## Try it
Isolate every line in the records below with "door" in it.

Recorded information START

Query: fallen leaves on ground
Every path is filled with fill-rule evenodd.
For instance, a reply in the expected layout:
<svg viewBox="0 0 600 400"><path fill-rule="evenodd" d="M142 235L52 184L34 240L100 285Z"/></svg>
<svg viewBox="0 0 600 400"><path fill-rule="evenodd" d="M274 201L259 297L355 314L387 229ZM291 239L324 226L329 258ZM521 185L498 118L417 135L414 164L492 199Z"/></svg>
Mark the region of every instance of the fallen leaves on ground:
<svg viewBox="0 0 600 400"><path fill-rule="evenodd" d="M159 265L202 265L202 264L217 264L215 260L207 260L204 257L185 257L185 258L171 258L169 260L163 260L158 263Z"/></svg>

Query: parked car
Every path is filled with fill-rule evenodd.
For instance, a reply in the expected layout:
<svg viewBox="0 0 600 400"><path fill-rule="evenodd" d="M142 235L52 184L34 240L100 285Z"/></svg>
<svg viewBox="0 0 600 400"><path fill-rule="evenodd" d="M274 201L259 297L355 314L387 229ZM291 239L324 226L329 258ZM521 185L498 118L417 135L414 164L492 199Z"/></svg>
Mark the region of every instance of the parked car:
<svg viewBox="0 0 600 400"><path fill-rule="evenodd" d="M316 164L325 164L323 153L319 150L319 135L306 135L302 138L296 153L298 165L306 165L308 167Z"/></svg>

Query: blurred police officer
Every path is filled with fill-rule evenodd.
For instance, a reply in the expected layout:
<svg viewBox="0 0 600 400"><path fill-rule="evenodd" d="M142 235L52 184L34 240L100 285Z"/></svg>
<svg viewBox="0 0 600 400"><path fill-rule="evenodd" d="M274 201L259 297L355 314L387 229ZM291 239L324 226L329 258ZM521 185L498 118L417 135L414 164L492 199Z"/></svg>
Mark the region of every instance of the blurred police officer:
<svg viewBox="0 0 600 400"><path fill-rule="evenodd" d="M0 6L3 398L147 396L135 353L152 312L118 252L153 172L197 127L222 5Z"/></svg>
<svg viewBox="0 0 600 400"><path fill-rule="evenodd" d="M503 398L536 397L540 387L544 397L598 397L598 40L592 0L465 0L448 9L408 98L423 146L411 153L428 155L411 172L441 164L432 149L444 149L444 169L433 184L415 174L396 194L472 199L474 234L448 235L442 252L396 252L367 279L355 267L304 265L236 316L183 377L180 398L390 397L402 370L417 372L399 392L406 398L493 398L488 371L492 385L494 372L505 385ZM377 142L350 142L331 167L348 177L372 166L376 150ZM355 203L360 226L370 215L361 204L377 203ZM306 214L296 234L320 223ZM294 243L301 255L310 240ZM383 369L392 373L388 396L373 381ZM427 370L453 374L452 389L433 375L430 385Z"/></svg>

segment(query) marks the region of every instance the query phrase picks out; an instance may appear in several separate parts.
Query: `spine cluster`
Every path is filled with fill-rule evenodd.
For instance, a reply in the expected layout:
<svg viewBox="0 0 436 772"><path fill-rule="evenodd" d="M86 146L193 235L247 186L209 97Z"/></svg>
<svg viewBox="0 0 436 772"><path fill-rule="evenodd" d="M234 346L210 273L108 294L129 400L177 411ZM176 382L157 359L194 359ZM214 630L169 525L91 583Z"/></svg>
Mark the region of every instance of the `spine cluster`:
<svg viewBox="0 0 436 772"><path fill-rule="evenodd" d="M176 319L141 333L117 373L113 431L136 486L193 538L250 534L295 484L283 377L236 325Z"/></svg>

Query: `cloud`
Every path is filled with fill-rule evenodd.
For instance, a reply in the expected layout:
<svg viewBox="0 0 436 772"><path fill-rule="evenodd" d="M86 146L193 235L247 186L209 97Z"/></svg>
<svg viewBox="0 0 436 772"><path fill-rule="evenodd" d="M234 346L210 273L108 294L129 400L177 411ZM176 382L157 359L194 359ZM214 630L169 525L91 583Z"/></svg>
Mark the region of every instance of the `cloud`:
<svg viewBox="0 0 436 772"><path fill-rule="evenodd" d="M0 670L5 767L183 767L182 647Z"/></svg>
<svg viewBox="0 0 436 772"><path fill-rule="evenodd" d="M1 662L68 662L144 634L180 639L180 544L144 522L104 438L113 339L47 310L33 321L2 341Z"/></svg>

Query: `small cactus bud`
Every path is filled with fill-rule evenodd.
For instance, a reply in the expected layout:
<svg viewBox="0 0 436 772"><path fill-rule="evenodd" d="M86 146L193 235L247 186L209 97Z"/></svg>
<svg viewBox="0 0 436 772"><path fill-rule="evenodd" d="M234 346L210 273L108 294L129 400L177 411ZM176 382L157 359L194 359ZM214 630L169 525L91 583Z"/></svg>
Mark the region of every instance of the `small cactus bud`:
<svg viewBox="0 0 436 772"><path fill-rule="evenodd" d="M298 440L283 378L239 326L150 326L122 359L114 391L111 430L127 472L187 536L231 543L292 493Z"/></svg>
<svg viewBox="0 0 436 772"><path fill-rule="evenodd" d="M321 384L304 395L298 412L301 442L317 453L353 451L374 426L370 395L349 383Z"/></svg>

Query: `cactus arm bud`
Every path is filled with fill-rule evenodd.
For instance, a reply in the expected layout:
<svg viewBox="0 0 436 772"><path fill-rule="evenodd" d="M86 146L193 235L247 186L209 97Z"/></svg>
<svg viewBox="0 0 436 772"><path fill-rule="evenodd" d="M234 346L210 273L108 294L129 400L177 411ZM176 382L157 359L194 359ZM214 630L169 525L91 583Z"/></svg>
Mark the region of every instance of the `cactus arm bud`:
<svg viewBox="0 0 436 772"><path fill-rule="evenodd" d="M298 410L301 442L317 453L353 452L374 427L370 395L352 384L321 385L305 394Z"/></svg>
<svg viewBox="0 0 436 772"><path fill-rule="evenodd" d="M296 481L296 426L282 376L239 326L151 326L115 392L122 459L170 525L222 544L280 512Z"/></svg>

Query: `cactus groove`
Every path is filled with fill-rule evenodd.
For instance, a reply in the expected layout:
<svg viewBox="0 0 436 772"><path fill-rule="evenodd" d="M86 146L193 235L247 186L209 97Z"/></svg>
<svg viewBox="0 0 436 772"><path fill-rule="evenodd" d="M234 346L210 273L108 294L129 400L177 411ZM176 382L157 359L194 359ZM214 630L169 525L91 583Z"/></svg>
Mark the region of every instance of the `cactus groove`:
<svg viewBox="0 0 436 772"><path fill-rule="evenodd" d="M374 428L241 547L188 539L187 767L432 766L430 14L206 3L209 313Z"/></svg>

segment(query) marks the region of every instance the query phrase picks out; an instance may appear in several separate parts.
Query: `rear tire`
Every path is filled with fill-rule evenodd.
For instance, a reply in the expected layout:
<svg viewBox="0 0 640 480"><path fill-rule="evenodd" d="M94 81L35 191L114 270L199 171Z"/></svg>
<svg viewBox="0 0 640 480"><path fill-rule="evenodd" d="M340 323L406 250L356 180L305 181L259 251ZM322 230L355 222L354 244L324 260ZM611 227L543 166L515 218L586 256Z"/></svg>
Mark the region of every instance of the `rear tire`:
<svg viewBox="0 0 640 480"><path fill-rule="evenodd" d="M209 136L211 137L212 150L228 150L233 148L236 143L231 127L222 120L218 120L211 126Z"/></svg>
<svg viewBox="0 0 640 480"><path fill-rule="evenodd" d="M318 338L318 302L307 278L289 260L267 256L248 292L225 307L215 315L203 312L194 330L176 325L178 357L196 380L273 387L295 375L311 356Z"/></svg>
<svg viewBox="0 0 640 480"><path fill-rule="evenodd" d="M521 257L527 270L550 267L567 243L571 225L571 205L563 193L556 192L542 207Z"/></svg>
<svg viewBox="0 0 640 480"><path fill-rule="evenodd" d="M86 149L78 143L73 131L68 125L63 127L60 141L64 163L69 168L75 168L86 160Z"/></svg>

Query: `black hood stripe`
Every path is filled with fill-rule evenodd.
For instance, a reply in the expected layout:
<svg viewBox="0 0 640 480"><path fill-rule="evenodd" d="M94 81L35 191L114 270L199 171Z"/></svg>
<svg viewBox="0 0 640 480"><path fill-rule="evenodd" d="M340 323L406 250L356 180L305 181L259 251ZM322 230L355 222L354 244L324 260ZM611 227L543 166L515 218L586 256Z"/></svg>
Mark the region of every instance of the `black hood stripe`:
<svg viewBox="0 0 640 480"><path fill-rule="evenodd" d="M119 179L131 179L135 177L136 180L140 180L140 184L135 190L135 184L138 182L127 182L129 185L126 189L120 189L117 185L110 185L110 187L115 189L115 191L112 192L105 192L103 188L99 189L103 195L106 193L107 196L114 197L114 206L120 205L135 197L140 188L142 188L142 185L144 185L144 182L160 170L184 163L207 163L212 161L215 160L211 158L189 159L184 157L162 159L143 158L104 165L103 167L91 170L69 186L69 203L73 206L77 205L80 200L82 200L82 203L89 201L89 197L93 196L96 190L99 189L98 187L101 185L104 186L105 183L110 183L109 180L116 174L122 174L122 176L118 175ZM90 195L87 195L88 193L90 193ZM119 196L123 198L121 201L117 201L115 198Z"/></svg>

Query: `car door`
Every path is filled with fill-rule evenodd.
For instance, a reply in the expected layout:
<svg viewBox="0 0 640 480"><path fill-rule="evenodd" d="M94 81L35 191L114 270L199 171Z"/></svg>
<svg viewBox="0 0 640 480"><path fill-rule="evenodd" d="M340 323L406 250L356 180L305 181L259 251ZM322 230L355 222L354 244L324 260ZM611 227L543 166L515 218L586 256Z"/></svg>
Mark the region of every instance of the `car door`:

Recorded information END

## Result below
Query: `car door`
Mark the region of every instance of the `car door`:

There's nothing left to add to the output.